PROBLEM REQUIREMENTS: What you write should be the line containing "target | parked grey jet" followed by every line after it to the end of the listing, exactly as given, and nothing more.

SOURCE DATA:
-- -- --
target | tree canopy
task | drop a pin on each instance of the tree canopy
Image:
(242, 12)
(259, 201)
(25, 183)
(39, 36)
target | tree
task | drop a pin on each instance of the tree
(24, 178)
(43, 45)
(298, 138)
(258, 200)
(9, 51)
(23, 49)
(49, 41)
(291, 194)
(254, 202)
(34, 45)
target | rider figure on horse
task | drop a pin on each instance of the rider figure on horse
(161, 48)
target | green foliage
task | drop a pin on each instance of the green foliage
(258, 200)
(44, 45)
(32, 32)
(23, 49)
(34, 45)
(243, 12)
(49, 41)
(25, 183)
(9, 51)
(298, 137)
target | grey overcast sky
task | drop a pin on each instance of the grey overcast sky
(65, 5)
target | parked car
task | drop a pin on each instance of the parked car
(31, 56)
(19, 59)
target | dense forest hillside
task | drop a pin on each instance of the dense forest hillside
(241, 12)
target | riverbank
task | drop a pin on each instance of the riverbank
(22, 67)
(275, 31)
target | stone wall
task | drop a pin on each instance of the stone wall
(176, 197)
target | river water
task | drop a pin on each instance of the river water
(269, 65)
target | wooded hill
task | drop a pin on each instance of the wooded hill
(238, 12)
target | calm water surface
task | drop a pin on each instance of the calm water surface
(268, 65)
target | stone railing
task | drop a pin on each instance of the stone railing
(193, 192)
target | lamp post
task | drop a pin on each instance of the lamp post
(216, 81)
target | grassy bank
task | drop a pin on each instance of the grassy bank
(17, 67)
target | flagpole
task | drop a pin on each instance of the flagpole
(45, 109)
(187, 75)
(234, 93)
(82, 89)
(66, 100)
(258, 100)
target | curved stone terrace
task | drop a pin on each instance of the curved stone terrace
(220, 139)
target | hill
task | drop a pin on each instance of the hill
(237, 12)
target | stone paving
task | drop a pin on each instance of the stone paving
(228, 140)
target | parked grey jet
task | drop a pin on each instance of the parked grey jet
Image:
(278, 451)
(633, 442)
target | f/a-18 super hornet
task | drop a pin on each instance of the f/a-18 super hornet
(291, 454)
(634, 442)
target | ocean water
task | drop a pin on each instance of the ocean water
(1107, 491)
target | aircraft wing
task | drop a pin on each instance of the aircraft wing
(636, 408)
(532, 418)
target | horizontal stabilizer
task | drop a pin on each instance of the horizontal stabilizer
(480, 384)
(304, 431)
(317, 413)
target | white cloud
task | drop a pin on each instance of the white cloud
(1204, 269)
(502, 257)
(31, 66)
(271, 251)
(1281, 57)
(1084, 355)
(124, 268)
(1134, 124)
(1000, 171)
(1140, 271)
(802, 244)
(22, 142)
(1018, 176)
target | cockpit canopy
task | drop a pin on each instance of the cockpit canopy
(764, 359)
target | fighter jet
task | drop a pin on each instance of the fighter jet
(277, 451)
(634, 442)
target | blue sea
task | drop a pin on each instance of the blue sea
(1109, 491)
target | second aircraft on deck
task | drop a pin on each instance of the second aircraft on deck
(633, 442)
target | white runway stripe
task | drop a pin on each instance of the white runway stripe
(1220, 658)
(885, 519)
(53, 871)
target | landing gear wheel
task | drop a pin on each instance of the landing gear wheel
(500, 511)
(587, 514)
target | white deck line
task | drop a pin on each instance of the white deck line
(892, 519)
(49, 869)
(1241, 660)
-- -- --
RESULT OF THIS EXERCISE:
target | parked grey jet
task | drop a pin on each instance of the parked grey jet
Image:
(278, 451)
(633, 442)
target | f/a-18 super hornet
task | drop a pin on each instance of the f/a-18 super hornet
(291, 454)
(634, 442)
target | ocean water
task | drop a pin on each instance of the ocean water
(1107, 491)
target | aircraft wing
task | drop a pin on each instance of the aircraft wing
(636, 408)
(532, 418)
target | horizontal stabilizer
task | drop a pin on each instance of the horizontal stabilizer
(480, 384)
(304, 431)
(317, 413)
target | white cloud
task | drop a pin on each instance of the white cloud
(1204, 269)
(502, 257)
(31, 66)
(271, 251)
(1281, 57)
(1084, 355)
(124, 268)
(1134, 124)
(1000, 171)
(1140, 271)
(802, 244)
(22, 142)
(1018, 176)
target | cockpit canopy
task | drop a pin on each instance of the cockpit canopy
(764, 359)
target | fighter jet
task | drop a pin on each instance of the fighter jet
(277, 451)
(634, 442)
target | blue sea
task | drop a pin on each instance of the blue sea
(1109, 491)
target | second aircraft on deck
task | drop a pin on each instance of the second aircraft on deck
(633, 442)
target | white runway stripe
task | drop a pin on each instance of the white runway stripe
(1220, 658)
(885, 519)
(53, 871)
target | landing gear wheel
task | drop a pin on each instance of the landing gear wheel
(500, 511)
(587, 514)
target | white deck line
task | drop a pin on each instance of the white deck line
(892, 519)
(49, 869)
(1241, 660)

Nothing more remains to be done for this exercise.